[BEGIN Quoted text]
Jokes
Jokes to Make you Smile and Laugh - Brighten Your Day
1. I'm not saying my financial advisor is bad at his job..... but when I went to his office and asked him to check my balance, he tried to push me over."
2. What do kids play when their mom is using the phone?
Bored games.
3. What do you call an ant who fights crime?
A vigilANTe !
4. Why are snails slow?
Because they’re carrying a house on their back.
5. What’s the smartest insect?
A spelling bee !
6. What does a storm cloud wear under his raincoat?
Thunderwear.
7. What is fast, loud and crunchy?
A rocket chip.
8. How does the ocean say hi?
It waves !
9. What do you call a couple of chimpanzees sharing an Amazon account?
PRIME-mates
10. Why did the teddy bear say no to dessert?
Because she was stuffed
11. Why did the soccer player take so long to eat dinner?
Because he thought he couldn’t use his hands.
12. Name the kind of tree you can hold in your hand?
A palm tree !
13. What do birds give out on Halloween?
Tweets.
14. What has ears but cannot hear?
A cornfield.
15. What’s a cat’s favorite dessert?
A bowl full of mice-cream.
16. Where did the music teacher leave her keys?
In the piano !
17. What did the policeman say to his hungry stomach?
“Stop !! You’re under a vest.”
18. What did the left eye say to the right eye?
Between us, something smells !
19. Why do birds fly south in the winter?
It’s faster than walking !
20. What did the boy volcano say to the girl volcano?
“I lava you !”
21. “The statistics on sanity are that one out of every four Americans is suffering from some form of mental illness.
Think of your three best friends. If they’re okay, then it’s you.”
22. “A dog teaches a boy fidelity, perseverance, and to turn around three times before lying down.”
23. “Always forgive your enemies; nothing annoys them so much.”
24. “If you want to know what God thinks of money, look at the people he gave it to.”
25. Never try to keep up with the Joneses. Drag them down to your level. It’s cheaper.”
26. “Planning meals in advance, now that’s some food forethought.”
27. I tell my friends, I’m here for them 24/7 because it sounds better than saying I’m only here for them on the 24th of July.”
28. “A cowboy asked me if I could help him round up 18 cows. I said, ‘Yes, of course. That would be 20 cows.’”
29. “I’m pleased to be getting a beer belly. I’ve always wanted a father figure.”
30. “The cat could very well be man’s best friend but would never stoop to admitting it.”
31. “People say money is not the key to happiness, but I have always figured if you have enough money, you can have a key made.”
32. “The Bible tells us to love our neighbors, and also to love our enemies. Probably because they’re generally the same people.”
33. “The holy passion of friendship is of so sweet and steady and loyal and enduring a nature that it will last through a whole lifetime — if not asked to lend money.”
[END Quoted text]
[BEGIN Recorded information]
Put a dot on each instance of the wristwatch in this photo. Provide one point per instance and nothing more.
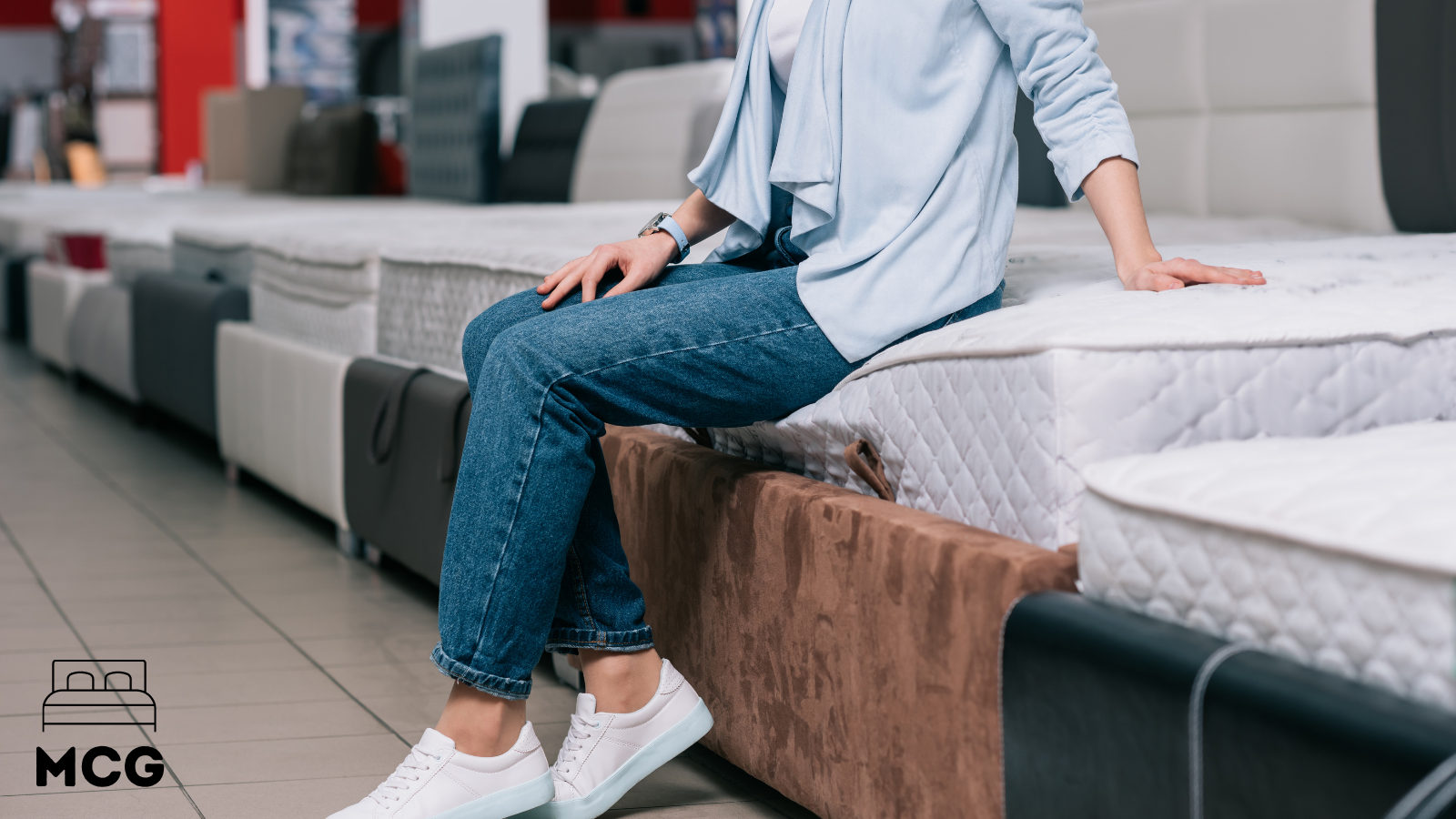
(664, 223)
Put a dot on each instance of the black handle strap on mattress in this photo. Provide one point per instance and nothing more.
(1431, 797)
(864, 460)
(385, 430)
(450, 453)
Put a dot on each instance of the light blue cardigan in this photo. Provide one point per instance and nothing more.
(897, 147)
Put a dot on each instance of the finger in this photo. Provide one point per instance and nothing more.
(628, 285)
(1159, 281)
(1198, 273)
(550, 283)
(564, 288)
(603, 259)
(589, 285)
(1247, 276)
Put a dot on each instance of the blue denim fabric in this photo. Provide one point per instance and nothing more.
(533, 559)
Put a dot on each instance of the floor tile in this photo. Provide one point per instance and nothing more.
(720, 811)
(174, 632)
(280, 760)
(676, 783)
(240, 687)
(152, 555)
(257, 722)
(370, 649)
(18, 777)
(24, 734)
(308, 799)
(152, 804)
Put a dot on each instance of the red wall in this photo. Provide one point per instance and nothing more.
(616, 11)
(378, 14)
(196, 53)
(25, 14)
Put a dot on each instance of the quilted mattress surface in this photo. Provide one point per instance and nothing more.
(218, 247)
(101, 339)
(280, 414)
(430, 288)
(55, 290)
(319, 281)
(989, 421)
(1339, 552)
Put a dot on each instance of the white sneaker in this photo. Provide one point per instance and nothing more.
[END Recorded information]
• Exercises:
**a)** List every occupation named in the jokes page, giving the number of the joke in which each appears.
**b)** In the records, from the line containing "Put a dot on each instance of the quilted" through the end of the records, both ends included, substitute "image" for "photo" and reproduce only those lines, leaving everything else unchanged.

• Replies:
**a)**
- Financial advisor (joke 1)
- Soccer player (joke 11)
- Music teacher (joke 16)
- Policeman (joke 17)
- Cowboy (joke 28)

**b)**
Put a dot on each instance of the quilted mattress surface in this image. Provide one point per instance and nothing more.
(218, 247)
(101, 339)
(280, 414)
(430, 288)
(55, 290)
(319, 281)
(989, 421)
(1339, 552)
Put a dot on each instance of the white sneaker in this image. Provide one point per instance and nothing more.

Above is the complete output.